TO DO:
(a) Copy the Miami Herald article on the Brothers ambush word for word.
(b) From the rows, pull out the lines running from the one containing "Could you please put a dot on the patterned" through the one containing "column 594, row 269", both included, without changing anything.

QUOTED PASSAGE:
☆ ☆ ☆ ☆ ☆ ☆ ☆

Miami Herald: Top spy planned Brothers ambush

May 8, 1999 - Miami Herald - Juan O. Tamayo

The mastermind behind Cuba's ambush of two Brothers to the Rescue airplanes was "MX, the code name for the head of Havana's Directorate of Intelligence (DI), according to the indictment returned Friday by a Miami grand jury.

His agents in Miami, known as the Wasp Network, used beepers to signal each other, contacted a Cuban diplomat in the men's room of a restaurant and filed reports on U.S. military activities in South Florida, the indictment added.

The indictment offered an intriguing glimpse into DI activities and interests in Miami in connection with "Operation Scorpion -- the ambush of four Brothers pilots shot down and killed by Cuban MiGs on Feb. 24, 1996.

It also accused a top agent of the Wasp Network of conspiracy to commit murder. The DI captain, who has used fake U.S. passports in the name of Manuel Viramontes, was identified in the indictment as Gerardo Hernandez.

But the indictment also left some key questions unanswered:

  • Why were no charges filed against Viramontes' supervisors in Havana, including the mysterious "MX?

  • Why were no charges filed against Cuban President Fidel Castro, who the indictment says visited "MX" twice in the week after the ambush to analyze "follow-up operations".

The indictment indicates the plot to ambush the Brothers pilots started around December 1995, when defendant Juan Pablo Roque was ordered by Havana to "urgently inform" on the activities of Brothers leader Jose Basulto.

Hernandez was told on Feb. 17 that "MX had directed that none of his spies should fly with Brothers Feb. 24-27, the indictment said, apparently to safeguard them from the planned shootdowns.

☆ ☆ ☆ ☆ ☆ ☆ ☆

DATA ROWS:
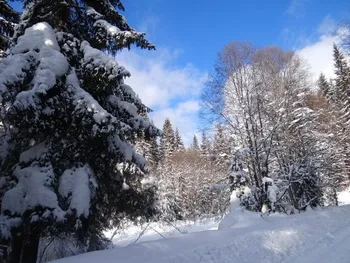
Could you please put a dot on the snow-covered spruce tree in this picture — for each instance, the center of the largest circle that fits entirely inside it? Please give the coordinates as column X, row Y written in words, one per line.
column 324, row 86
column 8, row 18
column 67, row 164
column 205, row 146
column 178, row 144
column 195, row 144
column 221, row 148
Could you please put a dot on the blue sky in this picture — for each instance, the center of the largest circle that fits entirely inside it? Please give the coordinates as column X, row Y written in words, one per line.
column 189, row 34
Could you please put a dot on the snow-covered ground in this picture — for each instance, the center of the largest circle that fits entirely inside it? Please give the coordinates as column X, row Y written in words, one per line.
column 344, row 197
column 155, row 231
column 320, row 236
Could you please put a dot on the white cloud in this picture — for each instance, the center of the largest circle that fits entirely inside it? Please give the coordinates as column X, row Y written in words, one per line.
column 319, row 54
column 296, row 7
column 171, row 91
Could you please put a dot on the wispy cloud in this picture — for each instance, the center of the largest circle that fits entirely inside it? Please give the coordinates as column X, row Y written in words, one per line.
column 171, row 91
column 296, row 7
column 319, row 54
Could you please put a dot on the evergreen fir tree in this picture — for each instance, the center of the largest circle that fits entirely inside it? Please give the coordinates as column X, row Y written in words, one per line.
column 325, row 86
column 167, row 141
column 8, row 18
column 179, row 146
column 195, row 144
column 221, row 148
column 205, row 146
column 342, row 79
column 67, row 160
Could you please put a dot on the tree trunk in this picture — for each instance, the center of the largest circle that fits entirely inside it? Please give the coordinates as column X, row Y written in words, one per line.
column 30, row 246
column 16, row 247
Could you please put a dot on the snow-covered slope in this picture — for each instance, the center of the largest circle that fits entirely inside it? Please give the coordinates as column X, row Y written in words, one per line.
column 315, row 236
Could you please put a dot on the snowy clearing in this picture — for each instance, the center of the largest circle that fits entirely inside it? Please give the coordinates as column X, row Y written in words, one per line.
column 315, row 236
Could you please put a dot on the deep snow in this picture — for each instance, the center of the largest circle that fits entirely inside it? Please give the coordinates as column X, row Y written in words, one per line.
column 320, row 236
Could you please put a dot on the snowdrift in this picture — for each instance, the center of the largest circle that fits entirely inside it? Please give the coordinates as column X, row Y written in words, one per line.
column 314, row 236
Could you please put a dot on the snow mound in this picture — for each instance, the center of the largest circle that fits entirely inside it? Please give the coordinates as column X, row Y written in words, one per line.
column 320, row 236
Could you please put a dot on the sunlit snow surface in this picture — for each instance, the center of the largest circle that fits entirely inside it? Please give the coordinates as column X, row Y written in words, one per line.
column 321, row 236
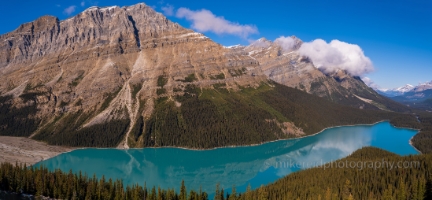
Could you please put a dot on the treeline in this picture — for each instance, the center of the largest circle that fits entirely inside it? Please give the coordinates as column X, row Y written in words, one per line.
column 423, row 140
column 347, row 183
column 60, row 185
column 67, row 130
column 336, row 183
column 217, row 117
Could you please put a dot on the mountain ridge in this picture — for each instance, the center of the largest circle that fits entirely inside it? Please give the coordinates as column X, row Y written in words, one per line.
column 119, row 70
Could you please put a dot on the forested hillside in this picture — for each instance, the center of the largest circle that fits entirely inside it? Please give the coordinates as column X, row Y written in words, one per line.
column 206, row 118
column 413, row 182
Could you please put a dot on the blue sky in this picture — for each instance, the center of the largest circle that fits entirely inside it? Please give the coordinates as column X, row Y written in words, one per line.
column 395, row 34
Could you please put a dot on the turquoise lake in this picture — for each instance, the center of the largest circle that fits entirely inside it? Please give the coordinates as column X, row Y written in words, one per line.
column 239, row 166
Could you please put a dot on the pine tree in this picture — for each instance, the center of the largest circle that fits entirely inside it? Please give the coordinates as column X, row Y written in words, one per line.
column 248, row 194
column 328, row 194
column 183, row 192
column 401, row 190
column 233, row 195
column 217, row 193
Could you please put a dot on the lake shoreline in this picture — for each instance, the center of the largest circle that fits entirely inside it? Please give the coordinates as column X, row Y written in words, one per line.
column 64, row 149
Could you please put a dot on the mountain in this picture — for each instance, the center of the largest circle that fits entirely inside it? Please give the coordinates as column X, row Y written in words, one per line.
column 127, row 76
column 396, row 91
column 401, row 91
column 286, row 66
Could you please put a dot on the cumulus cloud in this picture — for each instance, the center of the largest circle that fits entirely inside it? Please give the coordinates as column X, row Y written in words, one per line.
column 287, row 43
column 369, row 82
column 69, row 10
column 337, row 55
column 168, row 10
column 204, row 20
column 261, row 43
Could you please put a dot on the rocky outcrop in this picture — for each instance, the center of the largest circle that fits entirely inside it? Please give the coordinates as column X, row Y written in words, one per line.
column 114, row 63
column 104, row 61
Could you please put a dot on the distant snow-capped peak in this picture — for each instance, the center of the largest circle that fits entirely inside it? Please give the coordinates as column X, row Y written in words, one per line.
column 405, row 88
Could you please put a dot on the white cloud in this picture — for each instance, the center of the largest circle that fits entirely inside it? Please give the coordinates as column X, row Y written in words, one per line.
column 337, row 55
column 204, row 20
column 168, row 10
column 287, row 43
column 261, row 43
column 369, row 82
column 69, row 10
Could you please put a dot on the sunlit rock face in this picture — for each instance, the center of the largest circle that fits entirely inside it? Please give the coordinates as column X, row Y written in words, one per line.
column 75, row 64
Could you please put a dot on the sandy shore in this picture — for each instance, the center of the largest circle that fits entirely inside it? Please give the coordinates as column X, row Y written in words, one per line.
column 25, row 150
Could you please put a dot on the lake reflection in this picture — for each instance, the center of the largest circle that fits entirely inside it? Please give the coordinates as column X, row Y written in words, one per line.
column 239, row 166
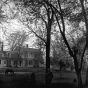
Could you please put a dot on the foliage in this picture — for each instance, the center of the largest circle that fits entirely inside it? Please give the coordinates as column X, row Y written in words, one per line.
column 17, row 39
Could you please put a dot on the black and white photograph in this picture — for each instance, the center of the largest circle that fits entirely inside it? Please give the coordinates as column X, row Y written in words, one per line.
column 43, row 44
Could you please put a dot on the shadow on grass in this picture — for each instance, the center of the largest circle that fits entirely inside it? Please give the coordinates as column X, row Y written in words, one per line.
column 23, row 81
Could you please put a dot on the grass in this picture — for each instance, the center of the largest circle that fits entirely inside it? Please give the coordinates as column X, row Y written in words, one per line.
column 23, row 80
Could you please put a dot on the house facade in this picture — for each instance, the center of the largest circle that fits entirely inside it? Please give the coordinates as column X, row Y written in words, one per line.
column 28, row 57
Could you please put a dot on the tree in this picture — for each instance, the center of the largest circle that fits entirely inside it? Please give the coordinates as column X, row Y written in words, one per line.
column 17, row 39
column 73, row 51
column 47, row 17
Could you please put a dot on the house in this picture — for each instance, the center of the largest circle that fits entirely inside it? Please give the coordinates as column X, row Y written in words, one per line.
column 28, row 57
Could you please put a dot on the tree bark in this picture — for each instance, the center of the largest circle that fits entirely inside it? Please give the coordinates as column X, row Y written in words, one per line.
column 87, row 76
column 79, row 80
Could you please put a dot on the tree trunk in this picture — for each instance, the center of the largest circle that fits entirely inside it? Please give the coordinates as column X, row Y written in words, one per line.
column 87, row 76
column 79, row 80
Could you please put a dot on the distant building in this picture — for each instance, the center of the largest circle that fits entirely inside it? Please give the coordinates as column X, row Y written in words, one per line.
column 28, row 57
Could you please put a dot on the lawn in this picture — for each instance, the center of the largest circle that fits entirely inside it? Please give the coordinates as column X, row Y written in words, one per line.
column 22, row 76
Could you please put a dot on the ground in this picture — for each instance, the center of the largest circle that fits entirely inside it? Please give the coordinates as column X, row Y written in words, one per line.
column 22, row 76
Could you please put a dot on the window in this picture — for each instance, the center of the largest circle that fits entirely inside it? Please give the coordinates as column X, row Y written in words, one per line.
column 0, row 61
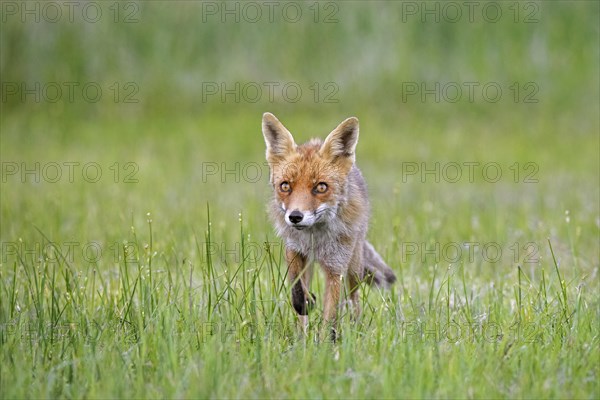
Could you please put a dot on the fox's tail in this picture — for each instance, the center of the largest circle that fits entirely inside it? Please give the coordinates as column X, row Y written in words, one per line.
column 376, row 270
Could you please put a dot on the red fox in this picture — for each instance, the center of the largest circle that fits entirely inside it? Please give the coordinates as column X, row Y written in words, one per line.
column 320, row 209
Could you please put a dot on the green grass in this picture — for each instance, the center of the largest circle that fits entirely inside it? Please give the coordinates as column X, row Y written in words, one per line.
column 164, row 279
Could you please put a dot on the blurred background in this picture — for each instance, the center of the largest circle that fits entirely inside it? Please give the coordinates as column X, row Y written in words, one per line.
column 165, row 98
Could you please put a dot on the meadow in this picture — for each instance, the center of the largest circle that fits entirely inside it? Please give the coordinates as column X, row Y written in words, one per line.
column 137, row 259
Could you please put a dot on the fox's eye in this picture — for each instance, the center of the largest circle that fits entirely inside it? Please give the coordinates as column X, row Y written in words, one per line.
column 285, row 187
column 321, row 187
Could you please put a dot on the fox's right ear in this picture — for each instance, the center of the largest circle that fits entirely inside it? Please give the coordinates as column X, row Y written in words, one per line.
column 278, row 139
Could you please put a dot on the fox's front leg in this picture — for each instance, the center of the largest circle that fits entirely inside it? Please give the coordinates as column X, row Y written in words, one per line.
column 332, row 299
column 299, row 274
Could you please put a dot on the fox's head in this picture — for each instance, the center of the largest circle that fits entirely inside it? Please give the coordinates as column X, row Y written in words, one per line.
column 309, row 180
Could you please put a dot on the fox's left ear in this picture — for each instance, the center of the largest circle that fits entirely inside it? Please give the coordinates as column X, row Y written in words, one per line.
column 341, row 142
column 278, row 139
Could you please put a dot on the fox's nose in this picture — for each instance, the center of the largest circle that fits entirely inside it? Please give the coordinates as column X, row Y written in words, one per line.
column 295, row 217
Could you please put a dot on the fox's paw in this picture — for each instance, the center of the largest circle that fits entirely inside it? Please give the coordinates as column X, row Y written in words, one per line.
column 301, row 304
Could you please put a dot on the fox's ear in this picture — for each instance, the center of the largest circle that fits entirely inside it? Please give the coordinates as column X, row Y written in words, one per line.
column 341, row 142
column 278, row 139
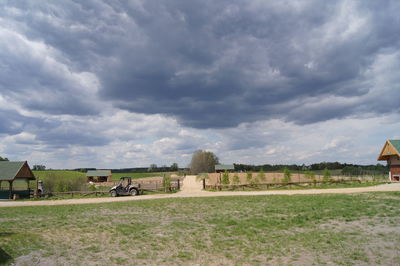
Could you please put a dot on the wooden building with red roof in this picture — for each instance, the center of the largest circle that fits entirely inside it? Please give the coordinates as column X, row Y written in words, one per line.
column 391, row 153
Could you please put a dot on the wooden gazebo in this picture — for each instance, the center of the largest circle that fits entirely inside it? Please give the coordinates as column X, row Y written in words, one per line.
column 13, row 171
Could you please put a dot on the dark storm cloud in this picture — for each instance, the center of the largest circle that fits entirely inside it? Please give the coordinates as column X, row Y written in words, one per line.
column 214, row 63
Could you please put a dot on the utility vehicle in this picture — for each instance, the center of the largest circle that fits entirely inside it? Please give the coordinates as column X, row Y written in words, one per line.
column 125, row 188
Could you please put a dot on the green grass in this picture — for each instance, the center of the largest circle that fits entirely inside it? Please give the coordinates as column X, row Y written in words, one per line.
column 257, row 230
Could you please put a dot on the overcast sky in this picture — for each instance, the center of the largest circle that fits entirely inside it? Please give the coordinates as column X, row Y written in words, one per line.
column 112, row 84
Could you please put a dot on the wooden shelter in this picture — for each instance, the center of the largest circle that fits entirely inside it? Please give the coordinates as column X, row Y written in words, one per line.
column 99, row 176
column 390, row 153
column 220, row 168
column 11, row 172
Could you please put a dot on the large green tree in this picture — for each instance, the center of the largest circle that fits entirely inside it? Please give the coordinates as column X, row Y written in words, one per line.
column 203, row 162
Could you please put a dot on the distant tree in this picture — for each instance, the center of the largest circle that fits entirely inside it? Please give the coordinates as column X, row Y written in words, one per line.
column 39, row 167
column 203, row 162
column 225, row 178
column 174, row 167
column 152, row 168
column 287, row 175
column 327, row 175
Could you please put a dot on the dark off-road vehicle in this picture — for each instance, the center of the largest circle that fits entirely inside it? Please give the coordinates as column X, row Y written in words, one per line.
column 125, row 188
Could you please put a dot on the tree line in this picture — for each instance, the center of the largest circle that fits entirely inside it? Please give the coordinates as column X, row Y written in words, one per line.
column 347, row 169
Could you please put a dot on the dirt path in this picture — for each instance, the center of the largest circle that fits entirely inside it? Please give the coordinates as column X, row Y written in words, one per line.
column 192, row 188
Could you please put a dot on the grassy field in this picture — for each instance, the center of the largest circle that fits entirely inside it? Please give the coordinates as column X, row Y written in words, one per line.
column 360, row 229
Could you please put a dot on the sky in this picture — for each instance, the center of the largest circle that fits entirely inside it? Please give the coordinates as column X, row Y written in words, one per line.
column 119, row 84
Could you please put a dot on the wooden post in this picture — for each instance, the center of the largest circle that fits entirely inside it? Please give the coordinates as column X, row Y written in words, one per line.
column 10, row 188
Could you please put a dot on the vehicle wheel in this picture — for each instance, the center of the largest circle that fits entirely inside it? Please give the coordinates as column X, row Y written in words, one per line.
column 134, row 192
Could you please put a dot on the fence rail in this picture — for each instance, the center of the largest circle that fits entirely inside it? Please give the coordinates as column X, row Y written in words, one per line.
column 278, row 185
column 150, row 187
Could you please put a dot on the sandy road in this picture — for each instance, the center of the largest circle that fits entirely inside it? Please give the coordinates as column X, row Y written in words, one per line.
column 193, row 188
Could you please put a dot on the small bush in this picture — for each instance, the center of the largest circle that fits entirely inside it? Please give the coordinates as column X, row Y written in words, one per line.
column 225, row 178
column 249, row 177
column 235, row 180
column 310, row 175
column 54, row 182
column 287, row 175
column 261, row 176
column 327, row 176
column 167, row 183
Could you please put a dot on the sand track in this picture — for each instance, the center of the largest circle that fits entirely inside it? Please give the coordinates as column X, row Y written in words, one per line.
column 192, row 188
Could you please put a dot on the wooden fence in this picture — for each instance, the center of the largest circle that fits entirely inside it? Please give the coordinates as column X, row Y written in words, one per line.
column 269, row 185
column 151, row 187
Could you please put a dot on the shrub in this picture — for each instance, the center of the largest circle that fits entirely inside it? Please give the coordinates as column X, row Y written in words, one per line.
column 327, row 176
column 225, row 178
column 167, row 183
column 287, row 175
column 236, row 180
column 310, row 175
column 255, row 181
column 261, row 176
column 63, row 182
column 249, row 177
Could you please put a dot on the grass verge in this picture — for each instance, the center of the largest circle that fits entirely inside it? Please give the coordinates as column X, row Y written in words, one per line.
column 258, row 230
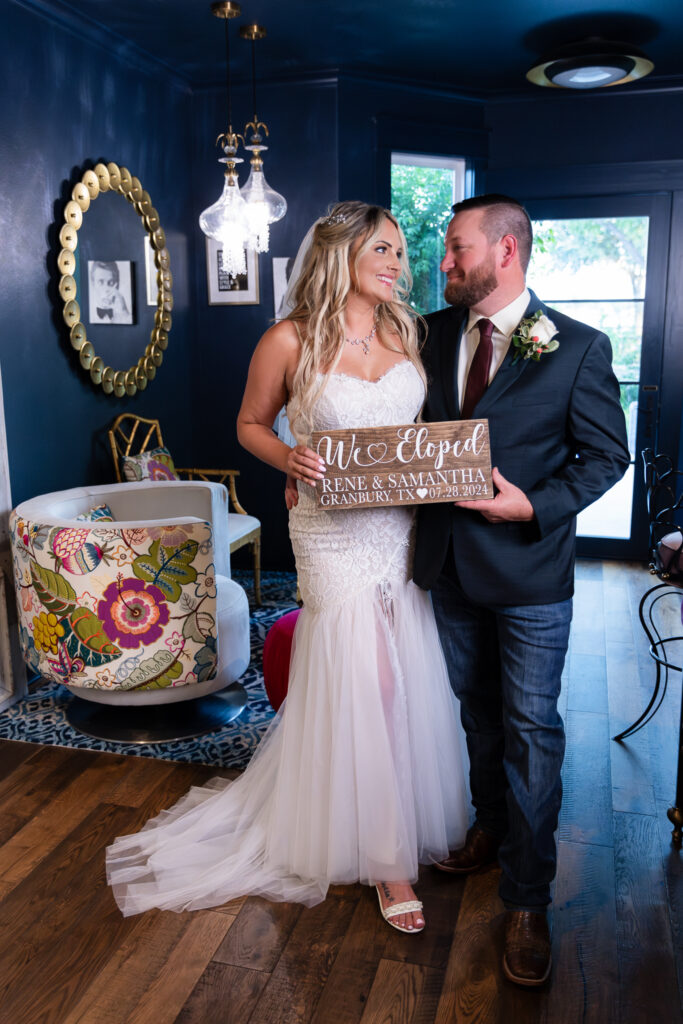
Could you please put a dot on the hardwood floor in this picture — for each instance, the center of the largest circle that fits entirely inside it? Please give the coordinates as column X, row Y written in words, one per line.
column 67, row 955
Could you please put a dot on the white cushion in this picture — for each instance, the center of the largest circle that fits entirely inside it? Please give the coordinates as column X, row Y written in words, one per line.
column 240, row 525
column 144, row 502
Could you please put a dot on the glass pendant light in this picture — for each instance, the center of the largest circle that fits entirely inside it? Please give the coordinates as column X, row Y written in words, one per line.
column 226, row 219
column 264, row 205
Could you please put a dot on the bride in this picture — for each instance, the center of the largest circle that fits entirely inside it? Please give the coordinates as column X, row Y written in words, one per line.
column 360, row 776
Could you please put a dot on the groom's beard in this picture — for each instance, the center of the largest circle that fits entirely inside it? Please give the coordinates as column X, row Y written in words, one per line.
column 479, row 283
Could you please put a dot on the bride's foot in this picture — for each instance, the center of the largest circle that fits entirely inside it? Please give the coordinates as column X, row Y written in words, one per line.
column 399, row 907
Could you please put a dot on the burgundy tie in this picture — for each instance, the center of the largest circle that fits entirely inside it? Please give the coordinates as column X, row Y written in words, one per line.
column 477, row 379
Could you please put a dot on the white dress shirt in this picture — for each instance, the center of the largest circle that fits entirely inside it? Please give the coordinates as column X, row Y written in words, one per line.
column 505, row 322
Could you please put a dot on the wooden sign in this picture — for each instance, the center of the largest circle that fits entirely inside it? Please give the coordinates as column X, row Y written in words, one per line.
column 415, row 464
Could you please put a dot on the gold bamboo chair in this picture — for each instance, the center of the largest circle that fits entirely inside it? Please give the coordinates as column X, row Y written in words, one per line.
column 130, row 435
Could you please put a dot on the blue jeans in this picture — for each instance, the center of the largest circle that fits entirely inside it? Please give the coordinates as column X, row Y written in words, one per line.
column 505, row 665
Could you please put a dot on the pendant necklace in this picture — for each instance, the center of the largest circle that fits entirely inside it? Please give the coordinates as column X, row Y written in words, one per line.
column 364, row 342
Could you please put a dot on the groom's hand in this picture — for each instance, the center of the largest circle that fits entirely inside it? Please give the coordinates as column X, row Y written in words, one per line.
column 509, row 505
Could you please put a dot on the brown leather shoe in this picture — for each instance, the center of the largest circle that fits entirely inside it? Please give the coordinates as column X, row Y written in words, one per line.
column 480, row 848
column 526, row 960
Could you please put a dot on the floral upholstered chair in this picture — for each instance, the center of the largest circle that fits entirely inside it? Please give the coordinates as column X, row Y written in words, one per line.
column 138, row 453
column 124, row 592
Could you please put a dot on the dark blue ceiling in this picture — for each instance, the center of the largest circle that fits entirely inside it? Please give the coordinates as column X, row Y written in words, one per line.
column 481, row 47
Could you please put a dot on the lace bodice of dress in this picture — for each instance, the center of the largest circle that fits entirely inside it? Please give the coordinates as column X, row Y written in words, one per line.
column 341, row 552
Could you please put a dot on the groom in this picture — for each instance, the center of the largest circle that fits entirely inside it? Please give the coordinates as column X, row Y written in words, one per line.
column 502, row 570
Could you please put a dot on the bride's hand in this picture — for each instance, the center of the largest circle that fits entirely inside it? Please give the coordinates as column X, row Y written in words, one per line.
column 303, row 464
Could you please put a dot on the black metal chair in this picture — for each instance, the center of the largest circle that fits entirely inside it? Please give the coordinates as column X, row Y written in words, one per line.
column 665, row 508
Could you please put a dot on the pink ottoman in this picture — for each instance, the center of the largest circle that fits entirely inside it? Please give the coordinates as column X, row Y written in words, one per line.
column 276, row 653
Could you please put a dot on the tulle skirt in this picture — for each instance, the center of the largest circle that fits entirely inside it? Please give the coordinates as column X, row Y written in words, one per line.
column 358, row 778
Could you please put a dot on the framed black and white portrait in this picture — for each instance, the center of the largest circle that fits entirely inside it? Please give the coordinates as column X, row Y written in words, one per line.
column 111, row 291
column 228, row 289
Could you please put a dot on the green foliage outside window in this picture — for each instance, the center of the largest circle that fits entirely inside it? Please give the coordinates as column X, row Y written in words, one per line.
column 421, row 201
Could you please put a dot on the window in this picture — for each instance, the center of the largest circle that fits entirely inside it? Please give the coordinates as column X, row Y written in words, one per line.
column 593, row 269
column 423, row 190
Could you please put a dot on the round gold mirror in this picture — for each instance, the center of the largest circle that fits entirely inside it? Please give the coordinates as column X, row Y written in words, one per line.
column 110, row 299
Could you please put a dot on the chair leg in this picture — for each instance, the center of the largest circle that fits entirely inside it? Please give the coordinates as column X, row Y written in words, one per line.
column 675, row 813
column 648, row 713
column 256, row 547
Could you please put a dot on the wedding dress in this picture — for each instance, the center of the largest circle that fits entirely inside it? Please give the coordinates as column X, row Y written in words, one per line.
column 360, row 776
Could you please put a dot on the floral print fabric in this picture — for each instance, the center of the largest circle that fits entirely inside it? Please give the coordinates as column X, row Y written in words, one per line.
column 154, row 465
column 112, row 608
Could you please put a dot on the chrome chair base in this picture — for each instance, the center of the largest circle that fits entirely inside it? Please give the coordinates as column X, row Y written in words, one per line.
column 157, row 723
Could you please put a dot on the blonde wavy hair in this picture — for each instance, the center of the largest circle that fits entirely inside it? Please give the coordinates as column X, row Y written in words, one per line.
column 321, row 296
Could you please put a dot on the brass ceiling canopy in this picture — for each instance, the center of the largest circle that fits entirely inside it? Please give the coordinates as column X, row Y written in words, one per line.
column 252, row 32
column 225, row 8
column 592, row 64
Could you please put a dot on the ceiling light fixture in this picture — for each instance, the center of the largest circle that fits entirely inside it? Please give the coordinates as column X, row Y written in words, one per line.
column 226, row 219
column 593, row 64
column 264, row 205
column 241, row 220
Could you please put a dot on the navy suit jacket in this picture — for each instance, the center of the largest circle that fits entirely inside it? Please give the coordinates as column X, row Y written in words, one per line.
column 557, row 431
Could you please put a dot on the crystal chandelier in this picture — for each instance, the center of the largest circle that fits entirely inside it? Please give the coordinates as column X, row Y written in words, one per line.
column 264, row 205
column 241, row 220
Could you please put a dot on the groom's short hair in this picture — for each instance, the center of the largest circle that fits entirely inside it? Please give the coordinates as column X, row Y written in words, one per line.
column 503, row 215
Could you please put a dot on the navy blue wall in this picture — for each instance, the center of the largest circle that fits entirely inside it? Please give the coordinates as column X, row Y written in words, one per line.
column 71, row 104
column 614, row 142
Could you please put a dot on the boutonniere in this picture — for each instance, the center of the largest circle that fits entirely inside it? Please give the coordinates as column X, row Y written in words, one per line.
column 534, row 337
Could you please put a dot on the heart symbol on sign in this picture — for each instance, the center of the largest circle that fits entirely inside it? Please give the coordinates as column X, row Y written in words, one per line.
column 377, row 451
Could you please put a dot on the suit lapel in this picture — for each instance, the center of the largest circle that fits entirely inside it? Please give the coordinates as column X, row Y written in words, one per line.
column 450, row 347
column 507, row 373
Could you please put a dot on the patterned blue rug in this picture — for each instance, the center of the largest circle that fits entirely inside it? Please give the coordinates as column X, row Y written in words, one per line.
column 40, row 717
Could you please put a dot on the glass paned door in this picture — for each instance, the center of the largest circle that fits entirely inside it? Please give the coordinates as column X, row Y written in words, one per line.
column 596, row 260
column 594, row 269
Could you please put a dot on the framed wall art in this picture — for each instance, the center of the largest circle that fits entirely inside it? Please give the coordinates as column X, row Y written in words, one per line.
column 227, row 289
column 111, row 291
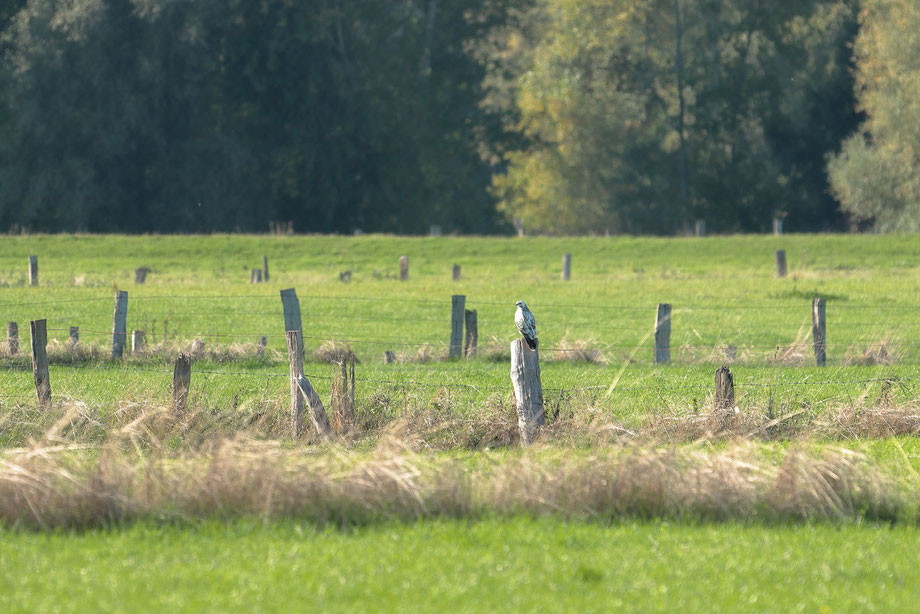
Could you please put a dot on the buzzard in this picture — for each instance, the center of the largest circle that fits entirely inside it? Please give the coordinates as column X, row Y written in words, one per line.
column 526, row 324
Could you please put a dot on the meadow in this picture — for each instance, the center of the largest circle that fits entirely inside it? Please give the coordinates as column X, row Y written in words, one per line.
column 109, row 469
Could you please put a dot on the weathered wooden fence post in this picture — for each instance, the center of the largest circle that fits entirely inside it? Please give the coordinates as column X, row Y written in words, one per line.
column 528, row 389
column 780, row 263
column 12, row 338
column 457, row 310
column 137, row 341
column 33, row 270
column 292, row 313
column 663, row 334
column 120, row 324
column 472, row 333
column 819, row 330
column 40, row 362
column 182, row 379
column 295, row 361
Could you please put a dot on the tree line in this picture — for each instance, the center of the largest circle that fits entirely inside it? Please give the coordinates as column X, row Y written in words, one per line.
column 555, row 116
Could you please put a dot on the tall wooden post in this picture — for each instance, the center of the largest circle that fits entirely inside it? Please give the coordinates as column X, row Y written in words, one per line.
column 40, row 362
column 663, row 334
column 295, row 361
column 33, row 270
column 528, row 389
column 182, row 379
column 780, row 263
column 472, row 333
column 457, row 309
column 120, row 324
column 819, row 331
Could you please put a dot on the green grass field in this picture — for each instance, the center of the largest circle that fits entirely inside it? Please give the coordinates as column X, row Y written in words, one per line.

☆ ☆ ☆ ☆ ☆ ☆ ☆

SOLUTIONS:
(a)
Miami Herald: Top spy planned Brothers ambush

May 8, 1999 - Miami Herald - Juan O. Tamayo

The mastermind behind Cuba's ambush of two Brothers to the Rescue airplanes was "MX, the code name for the head of Havana's Directorate of Intelligence (DI), according to the indictment returned Friday by a Miami grand jury.

His agents in Miami, known as the Wasp Network, used beepers to signal each other, contacted a Cuban diplomat in the men's room of a restaurant and filed reports on U.S. military activities in South Florida, the indictment added.

The indictment offered an intriguing glimpse into DI activities and interests in Miami in connection with "Operation Scorpion -- the ambush of four Brothers pilots shot down and killed by Cuban MiGs on Feb. 24, 1996.

It also accused a top agent of the Wasp Network of conspiracy to commit murder. The DI captain, who has used fake U.S. passports in the name of Manuel Viramontes, was identified in the indictment as Gerardo Hernandez.

But the indictment also left some key questions unanswered:

  • Why were no charges filed against Viramontes' supervisors in Havana, including the mysterious "MX?

  • Why were no charges filed against Cuban President Fidel Castro, who the indictment says visited "MX" twice in the week after the ambush to analyze "follow-up operations".

The indictment indicates the plot to ambush the Brothers pilots started around December 1995, when defendant Juan Pablo Roque was ordered by Havana to "urgently inform" on the activities of Brothers leader Jose Basulto.

Hernandez was told on Feb. 17 that "MX had directed that none of his spies should fly with Brothers Feb. 24-27, the indictment said, apparently to safeguard them from the planned shootdowns.

(b)
Could you please put a dot on the patterned blue rug in this picture — for each instance, the center of the largest circle that fits entirely inside it? Please give the coordinates as column X, row Y written in words, one per line.
column 40, row 717
Could you please put a dot on the glass paned door in this picture — for each instance, the center of the largest circle that fits entirely inside it? Please give the coordinates as column X, row Y written in words, one per line.
column 596, row 260
column 594, row 269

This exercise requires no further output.